== Your instructions ==
Please return every line of the rows below that contains the word "roof".

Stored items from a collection
____
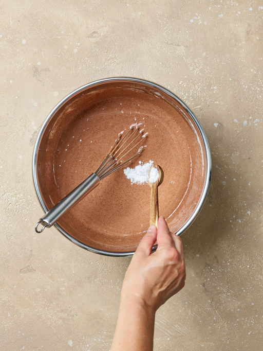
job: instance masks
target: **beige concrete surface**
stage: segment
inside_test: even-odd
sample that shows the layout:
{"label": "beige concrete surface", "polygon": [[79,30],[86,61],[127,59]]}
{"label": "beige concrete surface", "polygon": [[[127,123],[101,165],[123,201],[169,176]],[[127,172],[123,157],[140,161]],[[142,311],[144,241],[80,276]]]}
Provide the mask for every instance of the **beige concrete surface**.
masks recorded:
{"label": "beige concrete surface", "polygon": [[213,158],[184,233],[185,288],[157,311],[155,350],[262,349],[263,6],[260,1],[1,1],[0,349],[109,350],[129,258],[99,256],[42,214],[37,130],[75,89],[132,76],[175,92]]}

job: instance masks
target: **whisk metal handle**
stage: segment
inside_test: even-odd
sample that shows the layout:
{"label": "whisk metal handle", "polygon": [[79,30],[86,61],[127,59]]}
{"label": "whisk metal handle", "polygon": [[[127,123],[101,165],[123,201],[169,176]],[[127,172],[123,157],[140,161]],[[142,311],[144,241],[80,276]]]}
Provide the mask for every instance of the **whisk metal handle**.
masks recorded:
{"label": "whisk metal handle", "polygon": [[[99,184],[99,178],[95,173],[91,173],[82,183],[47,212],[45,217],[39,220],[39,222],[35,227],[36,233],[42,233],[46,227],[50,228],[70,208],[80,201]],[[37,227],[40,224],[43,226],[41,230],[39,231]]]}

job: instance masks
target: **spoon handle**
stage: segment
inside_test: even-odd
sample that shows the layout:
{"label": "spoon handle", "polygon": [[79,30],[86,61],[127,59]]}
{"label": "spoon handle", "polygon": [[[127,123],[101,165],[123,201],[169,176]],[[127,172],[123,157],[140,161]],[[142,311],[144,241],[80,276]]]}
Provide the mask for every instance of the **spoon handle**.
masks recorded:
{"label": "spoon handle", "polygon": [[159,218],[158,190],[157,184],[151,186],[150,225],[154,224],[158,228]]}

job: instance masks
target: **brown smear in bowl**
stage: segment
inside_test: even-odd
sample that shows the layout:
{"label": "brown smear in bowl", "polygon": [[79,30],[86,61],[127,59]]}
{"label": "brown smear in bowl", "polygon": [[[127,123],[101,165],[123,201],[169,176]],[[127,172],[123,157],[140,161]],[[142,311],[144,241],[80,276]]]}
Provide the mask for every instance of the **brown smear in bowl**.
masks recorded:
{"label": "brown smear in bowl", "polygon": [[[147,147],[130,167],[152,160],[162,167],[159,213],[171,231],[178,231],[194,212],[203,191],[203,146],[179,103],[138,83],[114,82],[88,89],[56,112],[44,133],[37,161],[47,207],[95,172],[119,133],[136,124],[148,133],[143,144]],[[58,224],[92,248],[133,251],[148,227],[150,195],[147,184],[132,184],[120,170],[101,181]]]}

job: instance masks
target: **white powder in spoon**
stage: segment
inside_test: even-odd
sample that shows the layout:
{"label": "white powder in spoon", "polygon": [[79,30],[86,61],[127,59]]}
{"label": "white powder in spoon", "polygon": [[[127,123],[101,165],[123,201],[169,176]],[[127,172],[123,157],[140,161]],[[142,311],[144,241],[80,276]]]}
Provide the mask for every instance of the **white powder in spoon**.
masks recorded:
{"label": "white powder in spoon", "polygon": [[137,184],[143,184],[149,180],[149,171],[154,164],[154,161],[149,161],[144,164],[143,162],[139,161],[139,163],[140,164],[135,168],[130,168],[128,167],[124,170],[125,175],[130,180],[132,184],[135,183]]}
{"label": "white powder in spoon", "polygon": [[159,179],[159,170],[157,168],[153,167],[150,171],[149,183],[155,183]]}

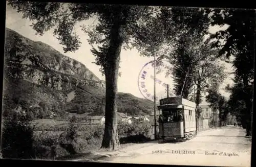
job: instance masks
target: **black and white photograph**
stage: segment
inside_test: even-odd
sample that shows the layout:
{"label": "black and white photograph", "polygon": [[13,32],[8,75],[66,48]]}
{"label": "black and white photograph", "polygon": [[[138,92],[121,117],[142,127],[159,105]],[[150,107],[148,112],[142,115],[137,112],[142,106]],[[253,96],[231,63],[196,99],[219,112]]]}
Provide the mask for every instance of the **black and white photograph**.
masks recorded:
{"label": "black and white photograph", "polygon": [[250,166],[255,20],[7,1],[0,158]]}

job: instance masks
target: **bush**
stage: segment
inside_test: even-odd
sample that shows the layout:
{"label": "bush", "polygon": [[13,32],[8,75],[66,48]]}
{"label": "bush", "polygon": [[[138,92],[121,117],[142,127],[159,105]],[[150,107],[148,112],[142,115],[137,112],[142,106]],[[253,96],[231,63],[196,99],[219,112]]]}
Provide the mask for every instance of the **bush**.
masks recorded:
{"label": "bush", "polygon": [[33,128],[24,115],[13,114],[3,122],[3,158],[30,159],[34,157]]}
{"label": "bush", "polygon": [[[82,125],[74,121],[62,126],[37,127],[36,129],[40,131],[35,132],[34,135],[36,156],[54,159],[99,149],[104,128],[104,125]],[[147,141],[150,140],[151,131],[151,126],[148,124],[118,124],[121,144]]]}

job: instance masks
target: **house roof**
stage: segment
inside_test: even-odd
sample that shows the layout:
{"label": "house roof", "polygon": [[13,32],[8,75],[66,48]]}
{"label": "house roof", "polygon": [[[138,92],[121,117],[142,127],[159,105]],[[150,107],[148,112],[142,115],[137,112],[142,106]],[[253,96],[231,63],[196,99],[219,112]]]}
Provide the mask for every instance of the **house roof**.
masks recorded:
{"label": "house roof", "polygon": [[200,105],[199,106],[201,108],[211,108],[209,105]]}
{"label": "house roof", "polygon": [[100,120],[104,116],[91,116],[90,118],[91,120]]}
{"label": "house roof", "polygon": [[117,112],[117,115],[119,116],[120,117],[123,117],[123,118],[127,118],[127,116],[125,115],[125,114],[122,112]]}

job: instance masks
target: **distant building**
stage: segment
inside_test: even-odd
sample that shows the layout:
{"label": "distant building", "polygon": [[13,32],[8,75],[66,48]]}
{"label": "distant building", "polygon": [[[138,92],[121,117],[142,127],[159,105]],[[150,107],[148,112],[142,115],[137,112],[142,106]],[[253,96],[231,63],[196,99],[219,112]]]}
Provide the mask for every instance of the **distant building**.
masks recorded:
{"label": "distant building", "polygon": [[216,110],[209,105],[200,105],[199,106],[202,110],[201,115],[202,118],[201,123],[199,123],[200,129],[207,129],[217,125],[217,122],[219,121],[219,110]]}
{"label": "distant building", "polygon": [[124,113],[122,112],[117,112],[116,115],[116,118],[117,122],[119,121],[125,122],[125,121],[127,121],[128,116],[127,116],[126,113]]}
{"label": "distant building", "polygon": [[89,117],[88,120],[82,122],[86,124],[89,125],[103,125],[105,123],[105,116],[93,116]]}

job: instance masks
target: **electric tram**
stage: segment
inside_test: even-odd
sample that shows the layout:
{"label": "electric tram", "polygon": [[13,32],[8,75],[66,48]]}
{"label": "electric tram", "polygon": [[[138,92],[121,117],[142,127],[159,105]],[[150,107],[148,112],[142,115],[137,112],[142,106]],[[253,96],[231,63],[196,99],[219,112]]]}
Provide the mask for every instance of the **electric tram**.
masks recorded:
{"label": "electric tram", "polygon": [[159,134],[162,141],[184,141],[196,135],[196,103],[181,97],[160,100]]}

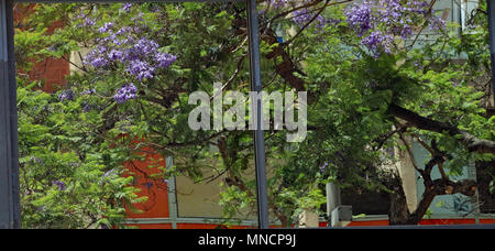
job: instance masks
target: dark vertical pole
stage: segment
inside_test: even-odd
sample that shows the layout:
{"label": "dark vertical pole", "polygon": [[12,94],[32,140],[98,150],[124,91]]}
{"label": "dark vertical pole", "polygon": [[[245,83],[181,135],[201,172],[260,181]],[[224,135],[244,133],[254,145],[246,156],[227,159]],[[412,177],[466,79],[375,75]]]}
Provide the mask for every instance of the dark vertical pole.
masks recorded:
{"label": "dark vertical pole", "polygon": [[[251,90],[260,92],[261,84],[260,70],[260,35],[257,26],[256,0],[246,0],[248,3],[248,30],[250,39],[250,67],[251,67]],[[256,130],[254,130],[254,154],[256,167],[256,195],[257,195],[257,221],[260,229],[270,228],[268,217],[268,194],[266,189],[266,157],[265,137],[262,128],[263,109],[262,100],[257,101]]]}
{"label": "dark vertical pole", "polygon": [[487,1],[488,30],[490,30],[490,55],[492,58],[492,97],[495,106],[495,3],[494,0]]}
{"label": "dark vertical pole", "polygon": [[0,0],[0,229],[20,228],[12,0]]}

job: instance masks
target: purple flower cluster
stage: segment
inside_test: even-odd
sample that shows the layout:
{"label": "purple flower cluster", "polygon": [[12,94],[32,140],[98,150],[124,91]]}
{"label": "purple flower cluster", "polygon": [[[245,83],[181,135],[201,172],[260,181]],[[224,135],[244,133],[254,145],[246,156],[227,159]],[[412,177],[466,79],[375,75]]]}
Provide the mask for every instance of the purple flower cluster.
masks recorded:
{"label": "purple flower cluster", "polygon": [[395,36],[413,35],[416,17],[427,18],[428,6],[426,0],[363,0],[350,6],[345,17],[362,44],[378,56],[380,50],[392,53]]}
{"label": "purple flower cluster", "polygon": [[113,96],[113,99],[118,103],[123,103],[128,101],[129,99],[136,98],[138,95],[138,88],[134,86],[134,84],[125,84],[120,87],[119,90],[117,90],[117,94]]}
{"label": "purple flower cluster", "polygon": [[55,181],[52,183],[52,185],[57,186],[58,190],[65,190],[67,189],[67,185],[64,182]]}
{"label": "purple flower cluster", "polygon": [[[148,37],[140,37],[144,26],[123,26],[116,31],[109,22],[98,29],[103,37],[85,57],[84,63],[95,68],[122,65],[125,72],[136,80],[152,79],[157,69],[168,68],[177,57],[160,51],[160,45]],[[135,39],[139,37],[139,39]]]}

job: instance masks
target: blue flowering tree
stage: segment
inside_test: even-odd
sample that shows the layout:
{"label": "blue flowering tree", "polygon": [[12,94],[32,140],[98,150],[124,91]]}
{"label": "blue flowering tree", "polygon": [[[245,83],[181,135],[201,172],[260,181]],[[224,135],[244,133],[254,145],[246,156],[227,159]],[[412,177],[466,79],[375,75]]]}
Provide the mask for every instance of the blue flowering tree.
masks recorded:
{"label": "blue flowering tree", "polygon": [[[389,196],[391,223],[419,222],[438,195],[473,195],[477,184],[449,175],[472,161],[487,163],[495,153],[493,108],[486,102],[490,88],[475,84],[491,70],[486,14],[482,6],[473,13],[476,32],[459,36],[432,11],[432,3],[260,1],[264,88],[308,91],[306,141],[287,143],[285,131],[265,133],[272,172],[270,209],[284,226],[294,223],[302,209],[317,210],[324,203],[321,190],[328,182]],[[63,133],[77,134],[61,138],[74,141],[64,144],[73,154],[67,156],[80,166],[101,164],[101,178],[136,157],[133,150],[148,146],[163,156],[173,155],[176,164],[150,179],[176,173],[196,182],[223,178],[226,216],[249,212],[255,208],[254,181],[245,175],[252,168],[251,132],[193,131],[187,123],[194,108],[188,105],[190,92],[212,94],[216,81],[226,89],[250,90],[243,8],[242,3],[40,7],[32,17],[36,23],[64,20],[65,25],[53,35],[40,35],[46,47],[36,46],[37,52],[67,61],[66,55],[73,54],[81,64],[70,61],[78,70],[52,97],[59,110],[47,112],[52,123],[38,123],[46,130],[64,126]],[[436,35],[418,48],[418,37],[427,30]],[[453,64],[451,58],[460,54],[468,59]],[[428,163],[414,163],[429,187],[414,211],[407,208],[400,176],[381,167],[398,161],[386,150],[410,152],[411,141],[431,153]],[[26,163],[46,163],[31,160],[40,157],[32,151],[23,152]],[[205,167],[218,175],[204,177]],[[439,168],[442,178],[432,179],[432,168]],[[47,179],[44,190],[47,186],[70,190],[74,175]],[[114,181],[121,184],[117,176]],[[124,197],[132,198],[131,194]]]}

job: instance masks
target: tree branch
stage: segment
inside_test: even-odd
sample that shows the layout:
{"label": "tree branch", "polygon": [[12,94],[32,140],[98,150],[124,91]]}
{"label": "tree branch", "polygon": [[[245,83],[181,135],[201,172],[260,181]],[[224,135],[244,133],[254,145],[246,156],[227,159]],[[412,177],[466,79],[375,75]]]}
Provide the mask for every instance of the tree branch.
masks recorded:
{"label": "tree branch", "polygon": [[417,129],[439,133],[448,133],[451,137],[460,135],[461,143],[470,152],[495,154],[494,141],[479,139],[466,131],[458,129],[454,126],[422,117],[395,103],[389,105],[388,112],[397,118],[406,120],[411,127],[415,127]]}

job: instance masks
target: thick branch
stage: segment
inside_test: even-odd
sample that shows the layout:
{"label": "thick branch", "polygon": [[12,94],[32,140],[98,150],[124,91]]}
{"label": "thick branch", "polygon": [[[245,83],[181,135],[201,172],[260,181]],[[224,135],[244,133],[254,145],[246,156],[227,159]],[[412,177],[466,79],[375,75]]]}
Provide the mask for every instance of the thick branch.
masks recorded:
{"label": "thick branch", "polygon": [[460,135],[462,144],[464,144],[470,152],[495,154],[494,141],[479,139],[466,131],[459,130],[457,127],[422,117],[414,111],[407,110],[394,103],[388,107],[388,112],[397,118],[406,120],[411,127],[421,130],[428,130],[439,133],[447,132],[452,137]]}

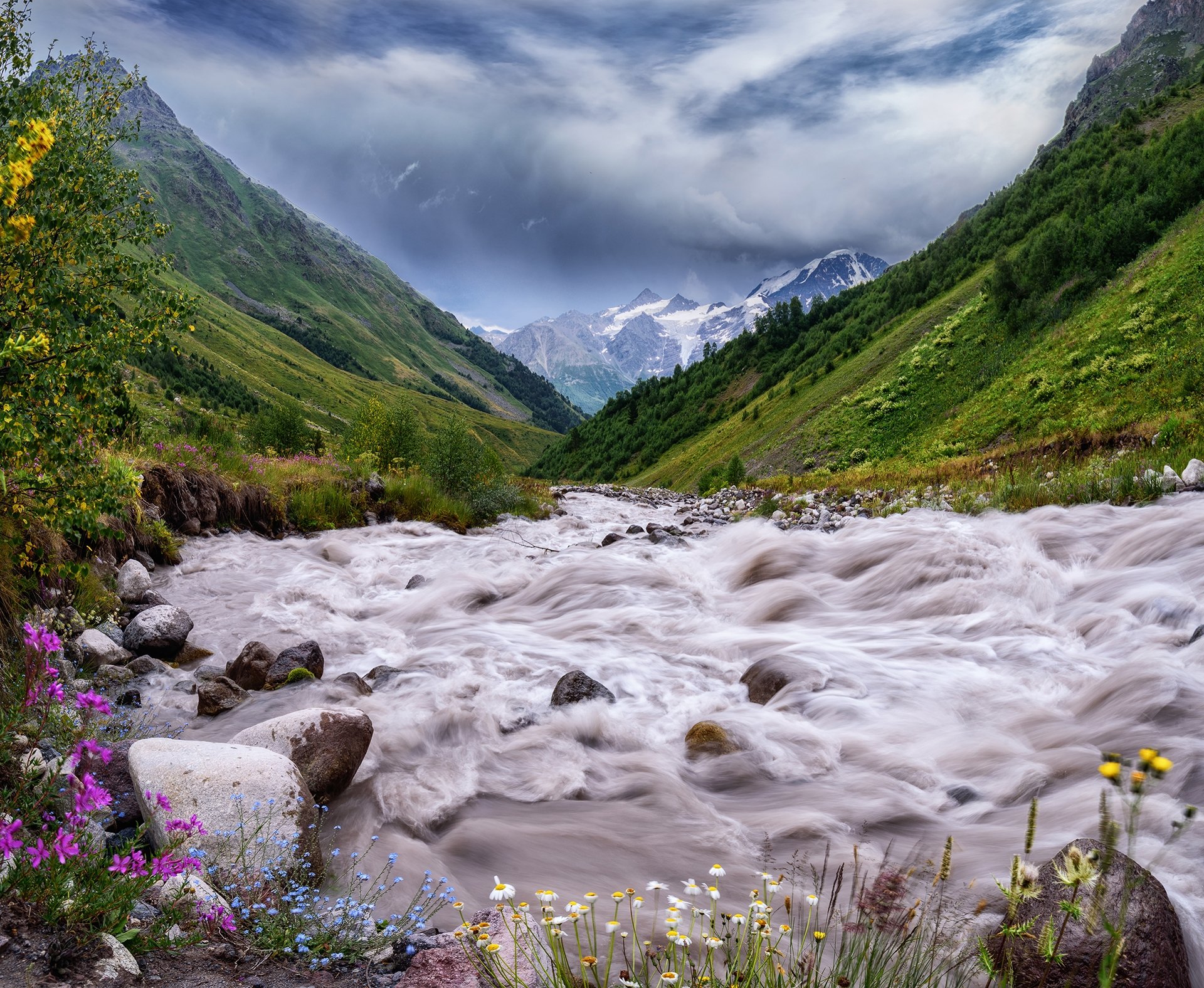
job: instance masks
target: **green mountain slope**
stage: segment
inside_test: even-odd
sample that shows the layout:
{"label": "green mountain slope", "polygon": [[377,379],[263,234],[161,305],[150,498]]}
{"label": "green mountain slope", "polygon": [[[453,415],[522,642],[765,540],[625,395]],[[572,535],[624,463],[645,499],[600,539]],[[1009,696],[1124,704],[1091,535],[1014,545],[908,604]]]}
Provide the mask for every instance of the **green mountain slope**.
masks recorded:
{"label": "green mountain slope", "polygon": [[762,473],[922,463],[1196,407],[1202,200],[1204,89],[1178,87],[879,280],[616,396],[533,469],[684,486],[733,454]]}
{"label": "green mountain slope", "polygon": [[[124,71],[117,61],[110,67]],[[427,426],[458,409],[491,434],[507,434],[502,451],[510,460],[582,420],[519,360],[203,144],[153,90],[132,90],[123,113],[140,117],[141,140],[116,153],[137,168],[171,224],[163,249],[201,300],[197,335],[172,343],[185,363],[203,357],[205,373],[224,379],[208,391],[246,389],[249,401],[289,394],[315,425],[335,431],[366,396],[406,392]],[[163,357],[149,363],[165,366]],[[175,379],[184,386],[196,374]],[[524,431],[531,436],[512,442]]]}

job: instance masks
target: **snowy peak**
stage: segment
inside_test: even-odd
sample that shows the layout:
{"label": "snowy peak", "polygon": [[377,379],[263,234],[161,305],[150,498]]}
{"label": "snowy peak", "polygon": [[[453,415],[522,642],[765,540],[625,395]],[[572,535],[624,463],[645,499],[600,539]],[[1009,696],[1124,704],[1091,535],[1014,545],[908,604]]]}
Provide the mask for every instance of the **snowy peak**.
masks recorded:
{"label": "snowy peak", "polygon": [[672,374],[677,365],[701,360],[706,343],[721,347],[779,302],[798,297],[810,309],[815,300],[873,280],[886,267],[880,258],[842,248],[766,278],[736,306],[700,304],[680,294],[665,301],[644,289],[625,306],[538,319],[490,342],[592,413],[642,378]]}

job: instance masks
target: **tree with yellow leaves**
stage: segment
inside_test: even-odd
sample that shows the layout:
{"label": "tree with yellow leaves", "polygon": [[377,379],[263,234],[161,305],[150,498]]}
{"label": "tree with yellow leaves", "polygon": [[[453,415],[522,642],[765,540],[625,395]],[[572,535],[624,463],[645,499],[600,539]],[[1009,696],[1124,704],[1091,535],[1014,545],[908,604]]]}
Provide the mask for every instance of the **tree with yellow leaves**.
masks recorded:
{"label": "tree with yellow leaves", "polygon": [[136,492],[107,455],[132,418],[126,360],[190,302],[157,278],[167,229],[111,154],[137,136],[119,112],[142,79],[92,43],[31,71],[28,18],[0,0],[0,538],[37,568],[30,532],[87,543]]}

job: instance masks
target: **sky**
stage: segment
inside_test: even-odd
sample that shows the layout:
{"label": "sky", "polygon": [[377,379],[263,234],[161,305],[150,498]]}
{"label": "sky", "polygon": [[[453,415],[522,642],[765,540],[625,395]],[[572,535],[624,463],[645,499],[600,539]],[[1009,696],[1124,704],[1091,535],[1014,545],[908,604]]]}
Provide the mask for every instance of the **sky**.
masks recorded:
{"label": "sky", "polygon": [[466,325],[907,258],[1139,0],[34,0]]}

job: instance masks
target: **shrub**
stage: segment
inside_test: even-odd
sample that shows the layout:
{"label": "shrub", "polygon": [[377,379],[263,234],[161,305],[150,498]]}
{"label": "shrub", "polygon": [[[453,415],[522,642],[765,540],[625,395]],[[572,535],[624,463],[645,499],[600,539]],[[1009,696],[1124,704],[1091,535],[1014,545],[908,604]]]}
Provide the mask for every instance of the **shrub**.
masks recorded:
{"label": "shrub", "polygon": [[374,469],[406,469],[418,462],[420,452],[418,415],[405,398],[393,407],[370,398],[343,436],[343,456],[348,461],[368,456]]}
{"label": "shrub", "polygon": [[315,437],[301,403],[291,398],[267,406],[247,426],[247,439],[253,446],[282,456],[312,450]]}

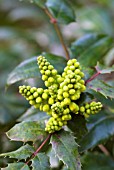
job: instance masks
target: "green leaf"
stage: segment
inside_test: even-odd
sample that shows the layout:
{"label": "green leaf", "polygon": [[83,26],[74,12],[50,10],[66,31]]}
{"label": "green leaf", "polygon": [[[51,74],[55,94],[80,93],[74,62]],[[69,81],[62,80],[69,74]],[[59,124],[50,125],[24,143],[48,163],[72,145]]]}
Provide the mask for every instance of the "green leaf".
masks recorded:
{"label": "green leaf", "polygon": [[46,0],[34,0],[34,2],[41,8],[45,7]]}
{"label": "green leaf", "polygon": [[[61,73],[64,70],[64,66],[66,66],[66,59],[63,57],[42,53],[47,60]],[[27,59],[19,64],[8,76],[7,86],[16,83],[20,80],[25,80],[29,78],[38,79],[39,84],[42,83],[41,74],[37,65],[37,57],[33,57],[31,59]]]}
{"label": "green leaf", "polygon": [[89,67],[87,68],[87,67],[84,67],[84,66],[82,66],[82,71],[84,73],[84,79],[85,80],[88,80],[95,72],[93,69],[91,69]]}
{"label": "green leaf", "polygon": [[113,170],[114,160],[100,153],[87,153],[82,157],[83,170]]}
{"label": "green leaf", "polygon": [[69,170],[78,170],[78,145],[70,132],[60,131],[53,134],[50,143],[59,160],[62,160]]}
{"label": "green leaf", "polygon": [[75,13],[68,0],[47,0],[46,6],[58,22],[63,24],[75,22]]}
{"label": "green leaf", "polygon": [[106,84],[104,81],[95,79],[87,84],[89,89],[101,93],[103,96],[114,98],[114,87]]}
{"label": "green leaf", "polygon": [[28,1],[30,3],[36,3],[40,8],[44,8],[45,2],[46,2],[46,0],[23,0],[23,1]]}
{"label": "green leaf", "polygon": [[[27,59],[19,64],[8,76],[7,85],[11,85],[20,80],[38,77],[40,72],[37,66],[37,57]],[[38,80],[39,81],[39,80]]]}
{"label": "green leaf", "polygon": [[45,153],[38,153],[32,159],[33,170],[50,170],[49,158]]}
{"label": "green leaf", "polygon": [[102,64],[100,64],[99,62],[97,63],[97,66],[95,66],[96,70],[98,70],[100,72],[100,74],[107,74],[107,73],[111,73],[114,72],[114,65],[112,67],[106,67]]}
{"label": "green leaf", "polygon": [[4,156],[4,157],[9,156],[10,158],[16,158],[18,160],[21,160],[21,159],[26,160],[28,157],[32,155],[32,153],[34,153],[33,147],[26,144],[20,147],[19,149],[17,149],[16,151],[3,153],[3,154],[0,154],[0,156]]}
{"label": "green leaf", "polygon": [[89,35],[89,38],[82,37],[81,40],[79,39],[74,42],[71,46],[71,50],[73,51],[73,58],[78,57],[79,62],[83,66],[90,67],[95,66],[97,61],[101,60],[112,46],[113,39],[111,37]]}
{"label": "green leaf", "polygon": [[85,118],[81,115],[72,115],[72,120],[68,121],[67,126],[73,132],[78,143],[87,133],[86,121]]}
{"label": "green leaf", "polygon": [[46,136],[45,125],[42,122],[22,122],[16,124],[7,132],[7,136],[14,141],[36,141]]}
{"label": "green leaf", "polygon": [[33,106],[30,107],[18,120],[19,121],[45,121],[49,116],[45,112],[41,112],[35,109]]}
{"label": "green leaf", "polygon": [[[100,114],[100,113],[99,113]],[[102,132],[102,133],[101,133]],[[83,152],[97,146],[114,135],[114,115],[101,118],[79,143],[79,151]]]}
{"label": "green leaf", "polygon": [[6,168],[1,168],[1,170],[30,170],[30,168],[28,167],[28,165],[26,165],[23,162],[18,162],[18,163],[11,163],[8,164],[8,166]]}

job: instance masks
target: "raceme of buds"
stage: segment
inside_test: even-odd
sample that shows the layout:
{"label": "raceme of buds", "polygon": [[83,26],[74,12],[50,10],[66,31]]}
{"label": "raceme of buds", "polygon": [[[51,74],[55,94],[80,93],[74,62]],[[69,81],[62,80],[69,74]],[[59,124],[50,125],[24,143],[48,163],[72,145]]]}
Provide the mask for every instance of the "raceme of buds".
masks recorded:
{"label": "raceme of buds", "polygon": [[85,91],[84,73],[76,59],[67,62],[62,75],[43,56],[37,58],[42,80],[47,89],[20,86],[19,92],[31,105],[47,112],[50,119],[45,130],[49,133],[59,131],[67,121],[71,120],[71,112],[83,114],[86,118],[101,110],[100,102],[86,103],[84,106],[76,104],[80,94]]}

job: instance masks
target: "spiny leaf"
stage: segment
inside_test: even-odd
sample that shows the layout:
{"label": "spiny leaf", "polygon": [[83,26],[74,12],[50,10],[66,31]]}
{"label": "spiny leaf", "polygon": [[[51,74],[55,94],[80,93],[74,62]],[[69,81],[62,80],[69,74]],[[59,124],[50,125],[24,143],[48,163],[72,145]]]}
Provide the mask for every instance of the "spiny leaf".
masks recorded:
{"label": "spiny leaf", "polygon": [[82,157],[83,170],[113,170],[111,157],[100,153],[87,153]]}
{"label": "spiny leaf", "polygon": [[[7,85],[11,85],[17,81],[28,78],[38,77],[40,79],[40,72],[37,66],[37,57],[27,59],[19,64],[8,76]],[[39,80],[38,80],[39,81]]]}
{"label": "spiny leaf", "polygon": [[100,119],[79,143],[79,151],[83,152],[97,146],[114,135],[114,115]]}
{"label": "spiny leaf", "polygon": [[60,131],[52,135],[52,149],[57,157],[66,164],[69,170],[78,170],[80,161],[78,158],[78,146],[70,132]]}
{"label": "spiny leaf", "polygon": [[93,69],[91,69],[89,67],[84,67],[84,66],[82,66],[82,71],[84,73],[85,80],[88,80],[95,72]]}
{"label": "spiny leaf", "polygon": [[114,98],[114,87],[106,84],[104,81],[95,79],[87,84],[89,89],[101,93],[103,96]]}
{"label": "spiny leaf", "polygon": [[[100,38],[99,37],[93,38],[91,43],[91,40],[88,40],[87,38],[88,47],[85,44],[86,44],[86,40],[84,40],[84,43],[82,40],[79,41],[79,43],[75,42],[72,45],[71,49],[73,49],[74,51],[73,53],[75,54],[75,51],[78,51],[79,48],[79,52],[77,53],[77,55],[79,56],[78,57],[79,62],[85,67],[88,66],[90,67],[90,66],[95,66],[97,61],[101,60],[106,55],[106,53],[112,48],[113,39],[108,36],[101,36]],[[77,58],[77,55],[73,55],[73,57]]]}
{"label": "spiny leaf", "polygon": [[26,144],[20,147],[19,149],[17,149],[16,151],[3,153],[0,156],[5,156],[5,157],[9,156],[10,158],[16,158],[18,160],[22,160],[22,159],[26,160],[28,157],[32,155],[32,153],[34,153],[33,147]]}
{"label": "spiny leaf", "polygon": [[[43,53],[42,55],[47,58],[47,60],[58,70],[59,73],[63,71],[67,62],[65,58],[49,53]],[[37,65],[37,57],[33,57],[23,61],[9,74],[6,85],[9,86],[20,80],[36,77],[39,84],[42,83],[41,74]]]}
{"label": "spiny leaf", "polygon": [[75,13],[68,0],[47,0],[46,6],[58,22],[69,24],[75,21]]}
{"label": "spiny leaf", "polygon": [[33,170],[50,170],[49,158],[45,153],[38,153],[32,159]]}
____
== Exercise result ==
target: **house roof**
{"label": "house roof", "polygon": [[13,32],[8,75],[66,48]]}
{"label": "house roof", "polygon": [[[138,92],[121,117],[142,127],[159,105]],[[150,107],[148,112],[142,115],[137,112],[142,106]],[[253,96],[231,63],[196,99],[219,112]]]}
Provide the mask for every instance of the **house roof**.
{"label": "house roof", "polygon": [[200,105],[199,106],[201,108],[211,108],[209,105]]}
{"label": "house roof", "polygon": [[100,120],[104,116],[91,116],[90,118],[91,120]]}
{"label": "house roof", "polygon": [[117,112],[117,115],[119,116],[120,117],[123,117],[123,118],[127,118],[127,116],[125,115],[125,114],[122,112]]}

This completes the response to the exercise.